-- start of AVAILABLE RECORDS --

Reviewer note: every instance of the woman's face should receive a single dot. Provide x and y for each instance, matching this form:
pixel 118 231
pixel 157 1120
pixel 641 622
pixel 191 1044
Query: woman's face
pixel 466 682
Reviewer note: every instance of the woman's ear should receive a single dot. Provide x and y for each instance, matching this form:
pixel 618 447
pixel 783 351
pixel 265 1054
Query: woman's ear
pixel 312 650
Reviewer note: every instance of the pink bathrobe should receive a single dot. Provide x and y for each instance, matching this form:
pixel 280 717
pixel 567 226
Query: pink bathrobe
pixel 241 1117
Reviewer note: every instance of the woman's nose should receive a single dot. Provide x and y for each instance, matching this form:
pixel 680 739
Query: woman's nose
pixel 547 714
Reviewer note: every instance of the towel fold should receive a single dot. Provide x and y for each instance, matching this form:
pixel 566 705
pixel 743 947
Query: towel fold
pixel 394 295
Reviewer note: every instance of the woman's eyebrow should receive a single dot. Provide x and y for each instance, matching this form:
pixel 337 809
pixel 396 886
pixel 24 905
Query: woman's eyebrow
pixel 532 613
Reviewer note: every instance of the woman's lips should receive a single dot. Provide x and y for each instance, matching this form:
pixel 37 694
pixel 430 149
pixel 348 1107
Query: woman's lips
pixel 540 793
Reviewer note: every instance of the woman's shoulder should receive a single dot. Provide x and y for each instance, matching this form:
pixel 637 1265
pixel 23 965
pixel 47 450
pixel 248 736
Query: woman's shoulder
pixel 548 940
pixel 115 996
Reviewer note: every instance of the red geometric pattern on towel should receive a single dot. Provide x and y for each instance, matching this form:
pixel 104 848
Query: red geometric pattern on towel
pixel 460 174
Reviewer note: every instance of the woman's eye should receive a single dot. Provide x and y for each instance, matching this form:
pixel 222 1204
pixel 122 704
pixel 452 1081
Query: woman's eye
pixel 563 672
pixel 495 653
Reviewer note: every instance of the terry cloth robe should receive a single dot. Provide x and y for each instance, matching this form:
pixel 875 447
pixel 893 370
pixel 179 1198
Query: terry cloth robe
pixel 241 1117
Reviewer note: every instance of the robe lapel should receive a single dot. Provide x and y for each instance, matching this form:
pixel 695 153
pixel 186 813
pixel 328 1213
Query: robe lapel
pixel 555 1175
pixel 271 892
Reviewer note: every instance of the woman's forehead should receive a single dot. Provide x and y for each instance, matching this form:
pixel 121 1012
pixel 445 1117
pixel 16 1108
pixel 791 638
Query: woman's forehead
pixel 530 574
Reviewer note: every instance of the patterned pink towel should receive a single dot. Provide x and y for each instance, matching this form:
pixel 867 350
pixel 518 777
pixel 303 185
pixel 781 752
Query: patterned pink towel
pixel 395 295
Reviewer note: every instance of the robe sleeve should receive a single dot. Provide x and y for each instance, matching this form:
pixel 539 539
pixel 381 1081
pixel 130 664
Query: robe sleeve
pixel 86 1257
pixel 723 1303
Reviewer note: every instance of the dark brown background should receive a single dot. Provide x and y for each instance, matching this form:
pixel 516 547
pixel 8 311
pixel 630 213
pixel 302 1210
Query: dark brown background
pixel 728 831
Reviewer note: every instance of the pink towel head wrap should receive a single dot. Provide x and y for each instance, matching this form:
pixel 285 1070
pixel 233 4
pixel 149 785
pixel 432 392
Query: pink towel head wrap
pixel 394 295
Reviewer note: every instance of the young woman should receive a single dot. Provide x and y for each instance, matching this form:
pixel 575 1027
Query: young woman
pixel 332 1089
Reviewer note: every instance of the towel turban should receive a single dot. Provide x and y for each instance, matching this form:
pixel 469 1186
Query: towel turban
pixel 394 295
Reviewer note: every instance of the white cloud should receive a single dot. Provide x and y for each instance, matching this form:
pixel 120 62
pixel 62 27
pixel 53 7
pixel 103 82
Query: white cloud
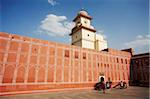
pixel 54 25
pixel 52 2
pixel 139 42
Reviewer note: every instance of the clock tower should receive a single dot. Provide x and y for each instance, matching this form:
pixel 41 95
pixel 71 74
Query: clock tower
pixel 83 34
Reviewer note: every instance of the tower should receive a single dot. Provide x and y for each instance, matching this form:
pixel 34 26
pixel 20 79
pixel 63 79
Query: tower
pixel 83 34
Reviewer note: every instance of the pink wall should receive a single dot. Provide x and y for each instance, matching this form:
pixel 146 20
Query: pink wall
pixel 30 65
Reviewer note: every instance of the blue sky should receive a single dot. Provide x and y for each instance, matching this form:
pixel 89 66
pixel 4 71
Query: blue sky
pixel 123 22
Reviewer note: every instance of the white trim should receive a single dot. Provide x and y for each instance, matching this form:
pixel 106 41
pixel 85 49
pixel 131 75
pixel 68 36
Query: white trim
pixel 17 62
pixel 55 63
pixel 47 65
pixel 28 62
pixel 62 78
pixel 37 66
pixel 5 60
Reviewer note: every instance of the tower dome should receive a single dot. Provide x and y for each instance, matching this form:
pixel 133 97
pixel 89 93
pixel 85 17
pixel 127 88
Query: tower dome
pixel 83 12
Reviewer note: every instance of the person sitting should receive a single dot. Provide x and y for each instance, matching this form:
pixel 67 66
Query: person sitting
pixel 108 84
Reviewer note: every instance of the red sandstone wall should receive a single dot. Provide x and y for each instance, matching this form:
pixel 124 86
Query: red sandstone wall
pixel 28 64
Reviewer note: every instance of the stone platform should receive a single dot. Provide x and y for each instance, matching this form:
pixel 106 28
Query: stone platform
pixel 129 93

-- end of AVAILABLE RECORDS --
-- start of AVAILABLE RECORDS --

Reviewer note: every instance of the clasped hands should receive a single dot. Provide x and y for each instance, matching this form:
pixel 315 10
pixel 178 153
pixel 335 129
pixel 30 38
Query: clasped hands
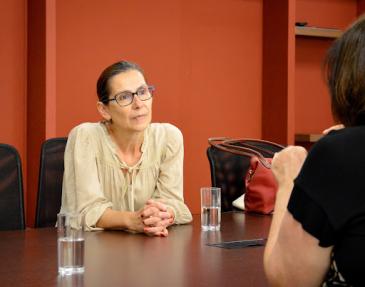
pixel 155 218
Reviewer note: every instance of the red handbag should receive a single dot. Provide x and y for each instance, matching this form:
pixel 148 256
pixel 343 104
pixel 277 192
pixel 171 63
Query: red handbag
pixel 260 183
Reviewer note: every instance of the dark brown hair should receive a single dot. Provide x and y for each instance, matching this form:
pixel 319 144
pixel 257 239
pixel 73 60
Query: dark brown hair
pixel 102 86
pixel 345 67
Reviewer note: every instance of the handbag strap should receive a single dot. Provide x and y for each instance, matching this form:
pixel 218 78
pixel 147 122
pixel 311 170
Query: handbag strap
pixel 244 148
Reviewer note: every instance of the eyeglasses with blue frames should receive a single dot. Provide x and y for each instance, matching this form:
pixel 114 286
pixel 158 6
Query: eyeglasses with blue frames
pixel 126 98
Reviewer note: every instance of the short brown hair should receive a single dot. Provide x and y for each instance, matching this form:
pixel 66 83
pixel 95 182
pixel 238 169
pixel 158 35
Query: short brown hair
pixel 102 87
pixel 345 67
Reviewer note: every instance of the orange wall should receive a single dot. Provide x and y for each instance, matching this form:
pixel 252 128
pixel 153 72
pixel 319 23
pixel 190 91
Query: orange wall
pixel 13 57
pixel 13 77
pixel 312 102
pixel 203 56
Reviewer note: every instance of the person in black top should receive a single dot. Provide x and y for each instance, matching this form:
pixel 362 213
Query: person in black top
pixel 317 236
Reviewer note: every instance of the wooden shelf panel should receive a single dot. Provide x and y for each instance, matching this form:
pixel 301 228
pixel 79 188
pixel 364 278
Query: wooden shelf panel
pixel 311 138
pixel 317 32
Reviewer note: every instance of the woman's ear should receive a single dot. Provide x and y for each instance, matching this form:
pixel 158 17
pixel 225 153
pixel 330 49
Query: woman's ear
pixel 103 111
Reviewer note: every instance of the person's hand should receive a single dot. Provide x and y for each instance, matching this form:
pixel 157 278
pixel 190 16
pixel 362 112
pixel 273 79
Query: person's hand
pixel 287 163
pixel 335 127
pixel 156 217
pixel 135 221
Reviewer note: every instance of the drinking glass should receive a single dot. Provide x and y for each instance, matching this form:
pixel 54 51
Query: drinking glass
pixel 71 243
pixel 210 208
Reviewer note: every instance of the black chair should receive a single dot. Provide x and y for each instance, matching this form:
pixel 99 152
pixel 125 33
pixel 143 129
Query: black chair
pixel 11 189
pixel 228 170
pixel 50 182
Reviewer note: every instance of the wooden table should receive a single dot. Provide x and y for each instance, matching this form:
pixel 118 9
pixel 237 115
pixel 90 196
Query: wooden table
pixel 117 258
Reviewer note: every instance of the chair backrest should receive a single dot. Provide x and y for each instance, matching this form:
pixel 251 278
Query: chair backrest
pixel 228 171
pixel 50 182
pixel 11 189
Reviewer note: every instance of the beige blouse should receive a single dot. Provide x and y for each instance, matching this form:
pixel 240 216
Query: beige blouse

-- end of AVAILABLE RECORDS --
-- start of AVAILABLE RECORDS --

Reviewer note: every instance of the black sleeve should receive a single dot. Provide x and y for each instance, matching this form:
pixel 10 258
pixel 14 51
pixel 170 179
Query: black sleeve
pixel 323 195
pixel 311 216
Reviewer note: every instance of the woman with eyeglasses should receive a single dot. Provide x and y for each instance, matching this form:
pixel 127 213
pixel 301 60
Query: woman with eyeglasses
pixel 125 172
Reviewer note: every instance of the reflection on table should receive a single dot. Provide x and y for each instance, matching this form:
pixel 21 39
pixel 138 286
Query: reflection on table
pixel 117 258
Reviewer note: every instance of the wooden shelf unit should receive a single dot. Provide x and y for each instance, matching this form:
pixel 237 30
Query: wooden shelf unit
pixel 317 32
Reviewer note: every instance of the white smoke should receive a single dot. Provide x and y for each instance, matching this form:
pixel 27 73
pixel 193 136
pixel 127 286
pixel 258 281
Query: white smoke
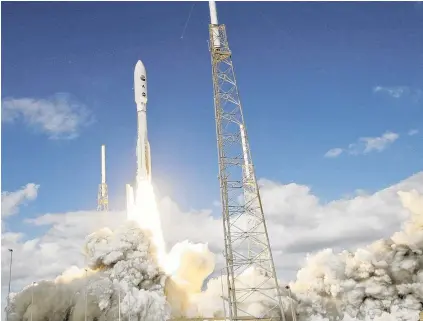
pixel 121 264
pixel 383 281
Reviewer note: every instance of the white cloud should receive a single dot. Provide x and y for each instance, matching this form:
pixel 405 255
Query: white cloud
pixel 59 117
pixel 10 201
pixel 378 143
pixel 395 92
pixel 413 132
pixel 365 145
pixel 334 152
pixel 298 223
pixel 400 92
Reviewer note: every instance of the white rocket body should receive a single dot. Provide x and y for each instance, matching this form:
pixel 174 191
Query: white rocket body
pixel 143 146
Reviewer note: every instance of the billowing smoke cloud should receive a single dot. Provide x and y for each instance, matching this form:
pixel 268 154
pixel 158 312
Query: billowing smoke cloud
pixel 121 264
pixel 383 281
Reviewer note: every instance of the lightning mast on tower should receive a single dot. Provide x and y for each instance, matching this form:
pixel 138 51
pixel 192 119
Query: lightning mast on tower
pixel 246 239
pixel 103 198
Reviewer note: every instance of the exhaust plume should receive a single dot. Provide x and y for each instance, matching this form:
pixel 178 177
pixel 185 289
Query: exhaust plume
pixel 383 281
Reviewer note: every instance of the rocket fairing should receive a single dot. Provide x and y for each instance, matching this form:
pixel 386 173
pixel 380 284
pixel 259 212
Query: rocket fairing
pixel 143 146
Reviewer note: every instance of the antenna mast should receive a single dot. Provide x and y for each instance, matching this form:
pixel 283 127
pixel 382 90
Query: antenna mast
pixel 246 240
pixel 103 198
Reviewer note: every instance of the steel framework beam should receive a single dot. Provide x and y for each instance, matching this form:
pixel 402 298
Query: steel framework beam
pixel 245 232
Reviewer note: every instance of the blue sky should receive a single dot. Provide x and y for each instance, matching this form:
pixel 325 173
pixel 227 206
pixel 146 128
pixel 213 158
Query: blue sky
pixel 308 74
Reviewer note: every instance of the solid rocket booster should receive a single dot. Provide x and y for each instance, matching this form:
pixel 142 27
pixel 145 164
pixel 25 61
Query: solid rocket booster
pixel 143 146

-- end of AVAILABLE RECORDS --

Show every line of the items that contains the string "steel". Case counts, so match only that exact capitalization.

Reviewer note: every instance of the steel framework beam should receive a single dot. Provide x and y for each instance, matching this form:
Query: steel framework beam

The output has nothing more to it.